> _WHAT TO DO_:
Can you print the material word for word, everything from its first line down to the line containing "[[541, 465], [487, 474], [518, 457]]", including that line?
GIVEN RECORDS start
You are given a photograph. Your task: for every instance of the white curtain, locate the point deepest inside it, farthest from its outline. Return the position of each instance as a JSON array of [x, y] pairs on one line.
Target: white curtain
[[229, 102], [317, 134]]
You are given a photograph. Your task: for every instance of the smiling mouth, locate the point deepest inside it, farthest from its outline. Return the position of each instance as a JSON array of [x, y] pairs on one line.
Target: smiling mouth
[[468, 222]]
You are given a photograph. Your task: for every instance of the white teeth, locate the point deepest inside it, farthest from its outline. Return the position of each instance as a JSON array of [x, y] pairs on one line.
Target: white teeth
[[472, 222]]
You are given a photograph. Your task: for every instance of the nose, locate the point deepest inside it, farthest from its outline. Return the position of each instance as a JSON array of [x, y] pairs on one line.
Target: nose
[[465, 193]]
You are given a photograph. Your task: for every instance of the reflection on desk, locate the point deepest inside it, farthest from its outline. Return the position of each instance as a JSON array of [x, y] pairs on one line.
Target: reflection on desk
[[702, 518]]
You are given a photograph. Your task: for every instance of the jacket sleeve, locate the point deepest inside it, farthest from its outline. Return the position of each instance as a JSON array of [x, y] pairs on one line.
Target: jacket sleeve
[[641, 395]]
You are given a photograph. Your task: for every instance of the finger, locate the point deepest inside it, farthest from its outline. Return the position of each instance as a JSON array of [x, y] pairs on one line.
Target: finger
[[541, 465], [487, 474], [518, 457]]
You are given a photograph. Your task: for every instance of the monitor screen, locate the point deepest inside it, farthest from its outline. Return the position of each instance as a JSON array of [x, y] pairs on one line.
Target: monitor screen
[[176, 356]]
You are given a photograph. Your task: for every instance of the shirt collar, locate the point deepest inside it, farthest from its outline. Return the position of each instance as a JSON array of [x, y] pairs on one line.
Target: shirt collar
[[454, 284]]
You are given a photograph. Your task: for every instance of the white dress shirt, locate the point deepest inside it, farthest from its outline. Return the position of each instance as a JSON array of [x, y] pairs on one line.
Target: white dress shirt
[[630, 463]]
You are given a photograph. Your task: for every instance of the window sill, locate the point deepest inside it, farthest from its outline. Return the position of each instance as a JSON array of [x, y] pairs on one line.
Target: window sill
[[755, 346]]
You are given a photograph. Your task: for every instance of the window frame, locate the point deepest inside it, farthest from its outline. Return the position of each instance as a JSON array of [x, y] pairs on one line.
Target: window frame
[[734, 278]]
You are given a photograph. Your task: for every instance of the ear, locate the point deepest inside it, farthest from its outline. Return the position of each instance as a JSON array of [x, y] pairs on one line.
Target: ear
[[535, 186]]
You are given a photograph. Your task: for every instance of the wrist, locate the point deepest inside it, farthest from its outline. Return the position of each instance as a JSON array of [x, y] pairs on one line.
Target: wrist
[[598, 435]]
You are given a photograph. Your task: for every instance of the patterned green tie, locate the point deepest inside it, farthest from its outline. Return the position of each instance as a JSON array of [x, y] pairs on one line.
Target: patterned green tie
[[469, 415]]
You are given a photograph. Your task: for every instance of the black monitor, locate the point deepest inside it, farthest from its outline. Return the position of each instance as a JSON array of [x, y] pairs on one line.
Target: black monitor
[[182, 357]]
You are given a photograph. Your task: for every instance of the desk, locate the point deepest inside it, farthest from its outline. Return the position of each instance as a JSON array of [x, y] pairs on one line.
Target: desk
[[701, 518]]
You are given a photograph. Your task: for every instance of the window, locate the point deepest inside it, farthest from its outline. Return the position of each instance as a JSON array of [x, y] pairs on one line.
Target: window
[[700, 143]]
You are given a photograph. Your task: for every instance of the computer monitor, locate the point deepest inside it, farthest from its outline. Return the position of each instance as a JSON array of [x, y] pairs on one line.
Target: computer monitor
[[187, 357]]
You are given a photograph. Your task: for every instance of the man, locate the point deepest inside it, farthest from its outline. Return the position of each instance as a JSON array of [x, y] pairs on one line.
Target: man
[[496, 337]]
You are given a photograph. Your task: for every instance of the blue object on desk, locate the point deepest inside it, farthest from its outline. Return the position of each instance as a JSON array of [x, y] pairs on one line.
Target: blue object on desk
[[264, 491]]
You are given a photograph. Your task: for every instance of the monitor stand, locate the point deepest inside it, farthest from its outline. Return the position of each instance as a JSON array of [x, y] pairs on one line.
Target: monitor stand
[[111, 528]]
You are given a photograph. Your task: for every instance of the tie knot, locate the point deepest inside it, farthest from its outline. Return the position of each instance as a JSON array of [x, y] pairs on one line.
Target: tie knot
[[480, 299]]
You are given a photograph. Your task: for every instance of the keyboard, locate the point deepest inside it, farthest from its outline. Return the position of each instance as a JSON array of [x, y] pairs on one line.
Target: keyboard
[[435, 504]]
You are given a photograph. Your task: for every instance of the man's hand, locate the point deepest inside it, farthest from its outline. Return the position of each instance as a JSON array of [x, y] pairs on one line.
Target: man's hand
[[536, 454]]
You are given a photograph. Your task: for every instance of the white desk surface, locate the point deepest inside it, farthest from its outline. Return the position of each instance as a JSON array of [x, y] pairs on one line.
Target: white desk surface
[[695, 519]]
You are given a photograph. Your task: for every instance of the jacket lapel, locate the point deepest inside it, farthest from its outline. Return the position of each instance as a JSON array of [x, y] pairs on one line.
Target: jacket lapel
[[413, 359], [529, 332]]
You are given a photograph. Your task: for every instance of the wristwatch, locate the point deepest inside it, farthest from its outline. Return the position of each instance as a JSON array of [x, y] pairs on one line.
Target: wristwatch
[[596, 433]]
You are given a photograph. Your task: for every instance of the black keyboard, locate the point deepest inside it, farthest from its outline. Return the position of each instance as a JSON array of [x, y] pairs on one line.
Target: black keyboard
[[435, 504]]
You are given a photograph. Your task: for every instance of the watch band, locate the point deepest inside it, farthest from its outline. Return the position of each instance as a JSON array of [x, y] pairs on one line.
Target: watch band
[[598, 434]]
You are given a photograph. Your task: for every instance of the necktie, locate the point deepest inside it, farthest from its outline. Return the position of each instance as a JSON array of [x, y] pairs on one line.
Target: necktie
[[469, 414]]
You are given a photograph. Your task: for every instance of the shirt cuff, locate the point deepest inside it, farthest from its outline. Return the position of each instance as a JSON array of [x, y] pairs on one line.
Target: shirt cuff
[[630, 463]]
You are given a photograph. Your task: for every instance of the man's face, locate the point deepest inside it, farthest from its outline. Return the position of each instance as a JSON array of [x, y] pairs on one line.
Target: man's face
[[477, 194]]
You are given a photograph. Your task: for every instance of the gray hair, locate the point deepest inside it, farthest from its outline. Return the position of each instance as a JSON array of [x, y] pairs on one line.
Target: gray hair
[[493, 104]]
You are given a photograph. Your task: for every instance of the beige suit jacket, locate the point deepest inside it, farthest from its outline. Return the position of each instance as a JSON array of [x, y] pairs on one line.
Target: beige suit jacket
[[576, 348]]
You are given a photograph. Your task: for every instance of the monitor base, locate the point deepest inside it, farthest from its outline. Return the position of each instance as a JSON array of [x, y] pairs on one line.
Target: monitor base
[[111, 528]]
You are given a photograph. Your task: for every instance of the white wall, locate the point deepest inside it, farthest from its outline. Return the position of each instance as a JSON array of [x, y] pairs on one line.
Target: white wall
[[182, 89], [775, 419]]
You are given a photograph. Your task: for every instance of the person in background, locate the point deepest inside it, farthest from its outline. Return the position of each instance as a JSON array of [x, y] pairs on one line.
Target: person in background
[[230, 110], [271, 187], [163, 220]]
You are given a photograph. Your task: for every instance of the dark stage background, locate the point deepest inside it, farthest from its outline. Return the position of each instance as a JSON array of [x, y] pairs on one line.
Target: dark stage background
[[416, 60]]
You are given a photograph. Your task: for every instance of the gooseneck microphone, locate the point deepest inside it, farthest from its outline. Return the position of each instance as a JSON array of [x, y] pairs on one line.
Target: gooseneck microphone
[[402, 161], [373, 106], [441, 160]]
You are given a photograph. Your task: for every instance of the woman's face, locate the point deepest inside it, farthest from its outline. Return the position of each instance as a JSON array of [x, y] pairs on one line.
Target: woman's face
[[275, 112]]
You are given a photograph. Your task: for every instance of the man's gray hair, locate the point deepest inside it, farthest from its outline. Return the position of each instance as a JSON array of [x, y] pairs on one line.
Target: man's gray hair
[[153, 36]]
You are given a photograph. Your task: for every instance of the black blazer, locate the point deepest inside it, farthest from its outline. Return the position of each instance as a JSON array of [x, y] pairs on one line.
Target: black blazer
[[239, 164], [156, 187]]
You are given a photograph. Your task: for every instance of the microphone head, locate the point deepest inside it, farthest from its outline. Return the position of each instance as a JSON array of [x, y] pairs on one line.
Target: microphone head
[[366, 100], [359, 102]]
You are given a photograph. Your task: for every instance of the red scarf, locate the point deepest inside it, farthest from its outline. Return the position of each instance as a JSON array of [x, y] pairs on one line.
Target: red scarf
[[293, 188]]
GIVEN RECORDS end
> _OUTPUT OF THE TASK_:
You are given a photograph. Your task: for every instance of the white curtain, locate the point deepest inside it, farthest from its outline. Return the position of each instance as a JSON array of [x, y] pairs on one line.
Target: white curtain
[[229, 102], [317, 134]]
You are given a photograph. Your task: for every instance of the smiling mouth, locate the point deepest inside it, farthest from its outline. Return the position of each instance as a JSON array of [x, y] pairs on one line.
Target: smiling mouth
[[468, 222]]
You are given a photograph. Your task: for every instance of the white teeth, locate the point deepest inside it, farthest from its outline. Return the position of each instance as a JSON array of [x, y] pairs on one line.
Target: white teeth
[[472, 222]]
You are given a photograph. Your task: for every instance of the nose, locate the point deepest inside it, farthest from its outline. Return the position of each instance as a JSON array of [x, y] pairs on one line.
Target: nose
[[465, 193]]
You are given a photograph. Your task: for every instance of the reflection on desk, locate the point deepest inside it, farthest from its outline. Return the position of each instance as a JSON array of [x, y] pairs on one line.
Target: reflection on desk
[[702, 518]]
You are given a photograph. Your task: for every instance of the jacket sleeve, locate the point deepest inside it, farthest from its outline. Return the position of each instance as a JSON array of [x, y] pairs on one line.
Target: jacket sleeve
[[641, 395]]
You are given a photograph. Your task: for every instance of the finger, locate the point deepest inside it, farthest from its outline. Return the position of each instance as a JSON array of [x, y] pairs on one line.
Target: finger
[[541, 465], [487, 474], [518, 457]]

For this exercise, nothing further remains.